■ RECORDS TO USE:
####################

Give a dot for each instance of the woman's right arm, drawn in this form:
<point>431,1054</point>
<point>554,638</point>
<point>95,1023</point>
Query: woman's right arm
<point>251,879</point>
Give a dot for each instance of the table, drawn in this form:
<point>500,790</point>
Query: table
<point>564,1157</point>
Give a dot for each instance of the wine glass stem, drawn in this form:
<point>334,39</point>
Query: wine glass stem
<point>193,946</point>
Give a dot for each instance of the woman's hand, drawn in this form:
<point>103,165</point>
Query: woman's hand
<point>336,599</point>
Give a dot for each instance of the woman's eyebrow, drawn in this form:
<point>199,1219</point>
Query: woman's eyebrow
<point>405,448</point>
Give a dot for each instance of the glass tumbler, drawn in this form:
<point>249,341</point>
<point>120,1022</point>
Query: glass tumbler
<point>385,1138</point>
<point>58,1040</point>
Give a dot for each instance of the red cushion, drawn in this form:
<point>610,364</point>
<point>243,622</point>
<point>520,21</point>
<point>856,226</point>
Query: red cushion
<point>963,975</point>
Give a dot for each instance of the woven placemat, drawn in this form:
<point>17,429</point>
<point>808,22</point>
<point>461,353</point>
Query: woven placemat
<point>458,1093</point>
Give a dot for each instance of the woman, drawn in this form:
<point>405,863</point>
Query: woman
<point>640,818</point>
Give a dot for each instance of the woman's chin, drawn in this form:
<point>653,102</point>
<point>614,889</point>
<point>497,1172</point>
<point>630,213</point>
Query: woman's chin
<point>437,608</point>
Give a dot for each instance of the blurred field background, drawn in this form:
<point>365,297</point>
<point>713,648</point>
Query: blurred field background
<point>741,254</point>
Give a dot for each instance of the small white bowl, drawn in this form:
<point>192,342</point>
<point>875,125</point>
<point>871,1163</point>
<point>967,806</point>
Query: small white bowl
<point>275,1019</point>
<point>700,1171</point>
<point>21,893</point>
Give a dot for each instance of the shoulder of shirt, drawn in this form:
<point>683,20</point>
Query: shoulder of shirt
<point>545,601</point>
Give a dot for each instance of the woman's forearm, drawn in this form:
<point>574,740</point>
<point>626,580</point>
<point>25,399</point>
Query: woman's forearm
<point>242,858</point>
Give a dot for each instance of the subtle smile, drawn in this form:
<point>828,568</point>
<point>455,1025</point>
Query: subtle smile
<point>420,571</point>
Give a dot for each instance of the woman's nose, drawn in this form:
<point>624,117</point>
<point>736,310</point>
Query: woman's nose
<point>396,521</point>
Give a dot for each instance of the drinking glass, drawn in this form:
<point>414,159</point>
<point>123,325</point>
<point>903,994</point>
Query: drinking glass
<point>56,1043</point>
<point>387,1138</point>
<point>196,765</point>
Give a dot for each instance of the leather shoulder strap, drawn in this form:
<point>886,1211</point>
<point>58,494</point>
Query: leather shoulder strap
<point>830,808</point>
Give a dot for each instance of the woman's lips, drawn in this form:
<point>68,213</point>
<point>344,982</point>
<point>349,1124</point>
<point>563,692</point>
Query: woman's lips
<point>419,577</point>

####################

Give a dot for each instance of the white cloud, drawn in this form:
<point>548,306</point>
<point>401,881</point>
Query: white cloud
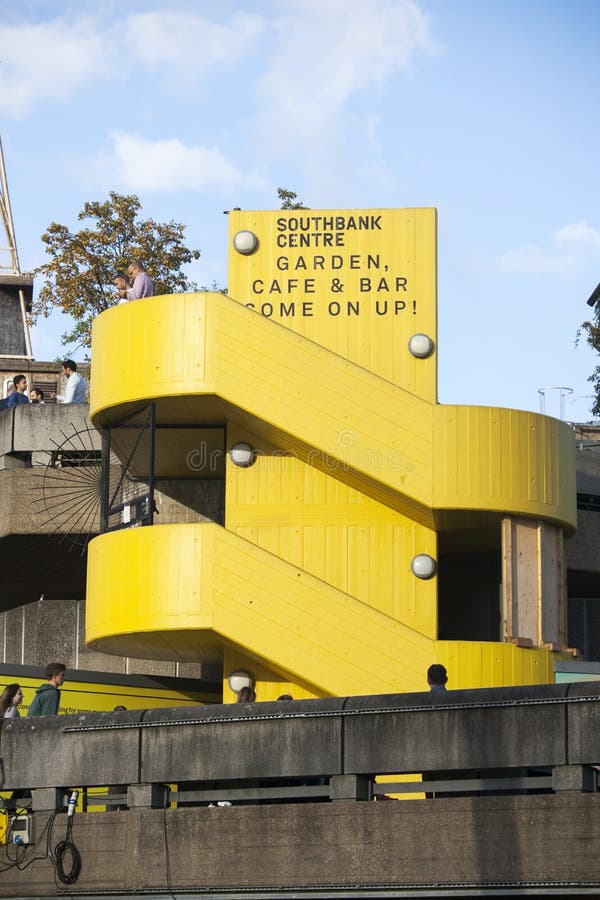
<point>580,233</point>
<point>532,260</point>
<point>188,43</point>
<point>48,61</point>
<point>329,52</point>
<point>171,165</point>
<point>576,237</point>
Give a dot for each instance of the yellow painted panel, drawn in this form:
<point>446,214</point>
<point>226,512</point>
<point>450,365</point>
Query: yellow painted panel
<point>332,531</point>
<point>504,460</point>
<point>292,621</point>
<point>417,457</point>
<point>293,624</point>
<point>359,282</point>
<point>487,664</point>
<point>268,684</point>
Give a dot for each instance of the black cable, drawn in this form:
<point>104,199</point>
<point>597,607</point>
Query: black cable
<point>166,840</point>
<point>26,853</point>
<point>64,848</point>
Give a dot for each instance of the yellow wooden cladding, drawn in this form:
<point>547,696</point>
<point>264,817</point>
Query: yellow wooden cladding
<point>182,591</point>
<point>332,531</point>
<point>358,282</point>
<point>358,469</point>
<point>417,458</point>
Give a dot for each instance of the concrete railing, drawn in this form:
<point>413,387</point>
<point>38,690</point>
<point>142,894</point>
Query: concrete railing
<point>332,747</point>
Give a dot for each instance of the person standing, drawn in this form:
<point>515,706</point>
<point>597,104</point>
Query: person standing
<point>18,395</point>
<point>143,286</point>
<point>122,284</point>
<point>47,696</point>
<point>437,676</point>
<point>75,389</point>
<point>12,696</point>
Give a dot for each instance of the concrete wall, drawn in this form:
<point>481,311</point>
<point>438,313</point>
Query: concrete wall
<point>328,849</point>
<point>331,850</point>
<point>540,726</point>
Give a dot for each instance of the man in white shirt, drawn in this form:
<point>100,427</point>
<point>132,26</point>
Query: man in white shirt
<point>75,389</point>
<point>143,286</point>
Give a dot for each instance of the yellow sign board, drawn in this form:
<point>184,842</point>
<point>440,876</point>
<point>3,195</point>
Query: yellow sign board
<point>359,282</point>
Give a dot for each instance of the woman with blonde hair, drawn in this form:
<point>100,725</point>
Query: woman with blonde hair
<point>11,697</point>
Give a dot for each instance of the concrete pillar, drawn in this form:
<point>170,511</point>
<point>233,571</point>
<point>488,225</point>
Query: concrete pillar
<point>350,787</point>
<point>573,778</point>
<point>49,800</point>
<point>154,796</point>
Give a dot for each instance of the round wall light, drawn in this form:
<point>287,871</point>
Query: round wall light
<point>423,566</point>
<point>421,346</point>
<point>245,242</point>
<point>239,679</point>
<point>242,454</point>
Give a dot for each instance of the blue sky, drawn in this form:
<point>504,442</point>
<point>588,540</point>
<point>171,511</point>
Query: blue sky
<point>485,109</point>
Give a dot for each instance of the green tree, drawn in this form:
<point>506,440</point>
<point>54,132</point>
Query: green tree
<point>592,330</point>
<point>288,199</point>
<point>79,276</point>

####################

■ EXERCISE BRIEF: Everything above from the line containing "<point>100,725</point>" down to the line containing "<point>287,871</point>" should be copied exactly, both end lines included, and nothing else.

■ EXERCISE ANSWER:
<point>100,725</point>
Query: woman with blonde hair
<point>11,697</point>
Give a dot for each instance of the concrete pillar, drawn in this form:
<point>170,511</point>
<point>233,571</point>
<point>488,225</point>
Query: concrete pillar
<point>350,787</point>
<point>573,778</point>
<point>49,800</point>
<point>154,796</point>
Give a dot for each instance of the round wall light, drawn in this form:
<point>287,871</point>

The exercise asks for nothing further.